§ PROBLEMS TO WORK ON
**A.** Reproduce the part of the Wall Street staffing article between "Dark clouds gather" and "of Morgan Stanley.", inclusive.
**B.** In the Wall Street staffing article, condense the paragraph beginning "Since 2019, five of the biggest" into a single shorter sentence that keeps its figures.
**C.** Write the next few sentences of the article on Wall Street revenues and job cuts, starting after its last sentence.

Dark clouds gather on Wall Street: fewer revenues will mean fewer employees
Since 2019, five of the biggest Wall Street bankers increased their staff by 10% in total. Some have boosted their ranks even by 30%, like in the case of Morgan Stanley.
While the number of those who are bringing the money in remained the same, revenues increased steadily.
Front desk investment bankers brought in around $4.2 million per person in 2021, compared with under $3 million before the pandemic.
Overall income has risen by 40% for the 12 biggest firms since the end of 2019.
Now, things are slowly going downhill for money makers, so adjusting costs will most definitely mean that job cuts will be made.
In 2016, Morgan Stanley boss James Gorman said that employees on Wall Street were optimally numbered.
That statement was made after axing one-quarter of his firm’s bond traders. Now, the two years of euphoria on the markets come to an end.
Revenue for investment bank Jefferies Financial decreased by 32% year-on-year for its fiscal Q2.
At JPMorgan, investment banking chief Daniel Pinto has warned that deal-related fees could fall 50% in the three months to the end of September.

§ RECORDS
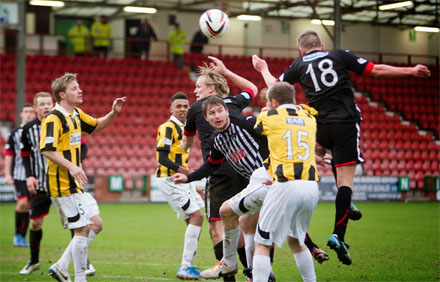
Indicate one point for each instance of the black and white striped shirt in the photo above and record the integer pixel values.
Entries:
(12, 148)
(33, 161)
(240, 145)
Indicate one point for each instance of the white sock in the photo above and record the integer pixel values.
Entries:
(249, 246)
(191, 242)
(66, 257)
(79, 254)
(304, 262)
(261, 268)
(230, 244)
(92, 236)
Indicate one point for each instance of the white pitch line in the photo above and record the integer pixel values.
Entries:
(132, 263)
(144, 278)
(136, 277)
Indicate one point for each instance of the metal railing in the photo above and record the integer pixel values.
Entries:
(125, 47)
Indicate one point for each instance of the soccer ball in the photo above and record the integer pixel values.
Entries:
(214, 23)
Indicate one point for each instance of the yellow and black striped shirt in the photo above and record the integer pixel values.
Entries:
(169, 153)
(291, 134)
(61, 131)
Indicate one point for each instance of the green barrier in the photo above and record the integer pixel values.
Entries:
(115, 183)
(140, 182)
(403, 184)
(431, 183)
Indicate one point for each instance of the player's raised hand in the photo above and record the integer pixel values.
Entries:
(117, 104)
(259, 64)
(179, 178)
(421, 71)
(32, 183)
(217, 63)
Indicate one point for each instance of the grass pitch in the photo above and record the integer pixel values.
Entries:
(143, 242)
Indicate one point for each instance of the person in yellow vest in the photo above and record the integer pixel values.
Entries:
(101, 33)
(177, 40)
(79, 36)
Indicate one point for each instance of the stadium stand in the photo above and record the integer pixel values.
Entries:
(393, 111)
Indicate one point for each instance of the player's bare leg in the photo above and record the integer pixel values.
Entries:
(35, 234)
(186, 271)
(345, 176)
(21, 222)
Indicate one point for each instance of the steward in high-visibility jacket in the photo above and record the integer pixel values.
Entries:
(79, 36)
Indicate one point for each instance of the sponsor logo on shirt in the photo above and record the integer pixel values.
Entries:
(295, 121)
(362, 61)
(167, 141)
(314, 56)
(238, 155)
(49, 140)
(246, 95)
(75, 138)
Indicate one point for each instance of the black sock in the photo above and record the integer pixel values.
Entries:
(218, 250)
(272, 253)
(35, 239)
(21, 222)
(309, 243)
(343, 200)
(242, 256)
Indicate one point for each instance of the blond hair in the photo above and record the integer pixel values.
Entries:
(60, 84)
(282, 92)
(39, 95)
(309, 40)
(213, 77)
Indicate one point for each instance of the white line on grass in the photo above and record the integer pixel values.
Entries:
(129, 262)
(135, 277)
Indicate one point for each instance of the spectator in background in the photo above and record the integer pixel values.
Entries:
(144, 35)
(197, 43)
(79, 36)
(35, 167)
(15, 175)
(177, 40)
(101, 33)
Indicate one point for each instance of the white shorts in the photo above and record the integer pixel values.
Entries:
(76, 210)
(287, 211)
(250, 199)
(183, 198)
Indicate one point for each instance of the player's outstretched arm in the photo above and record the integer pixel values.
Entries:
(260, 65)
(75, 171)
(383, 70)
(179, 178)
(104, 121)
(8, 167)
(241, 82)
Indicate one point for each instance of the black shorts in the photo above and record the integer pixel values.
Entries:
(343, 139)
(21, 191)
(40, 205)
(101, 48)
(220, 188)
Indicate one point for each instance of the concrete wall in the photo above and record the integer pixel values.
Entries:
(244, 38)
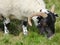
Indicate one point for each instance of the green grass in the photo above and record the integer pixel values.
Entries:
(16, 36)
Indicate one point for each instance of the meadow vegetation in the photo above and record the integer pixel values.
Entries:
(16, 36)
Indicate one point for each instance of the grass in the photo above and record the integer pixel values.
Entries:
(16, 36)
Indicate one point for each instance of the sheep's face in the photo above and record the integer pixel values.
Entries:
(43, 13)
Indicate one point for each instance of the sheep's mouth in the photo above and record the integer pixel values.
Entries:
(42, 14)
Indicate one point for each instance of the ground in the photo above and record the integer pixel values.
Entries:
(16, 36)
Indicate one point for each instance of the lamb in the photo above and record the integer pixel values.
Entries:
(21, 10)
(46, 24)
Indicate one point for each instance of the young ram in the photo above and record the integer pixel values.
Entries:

§ EXPECTED OUTPUTS
**A.**
Dark clouds gather on Wall Street: fewer revenues will mean fewer employees
Since 2019, five of the biggest Wall Street bankers increased their staff by 10% in total. Some have boosted their ranks even by 30%, like in the case of Morgan Stanley.

**B.** Since 2019, five of the biggest Wall Street bankers grew their combined staff by 10%, and some, such as Morgan Stanley, grew by as much as 30%.

**C.**
Those 18,000 new staff that Morgan Stanley added since the end of 2019 now feel the jitters.
Goldman Sachs has a surplus of 8,700 compared to the same year while JPMorgan’s corporate and investment banking division has expanded by around 13,000 people.
If not producing for the front desk what are all those extra people doing?
Many of them are software engineers, hired to make banks more flexible and increase customer loyalty.
Goldman has been staffing up its consumer bank, Marcus. JPMorgan moved some payments staff into its investment banking unit in 2020.
These people don’t directly bring money in, but they carry costs.
When it bought online broker E*Trade and asset manager Eaton Vance, Morgan Stanley hired around 6,000 people.
The result is a coming quandary. Banks have more mouths to feed out of what’s fast becoming a smaller trough.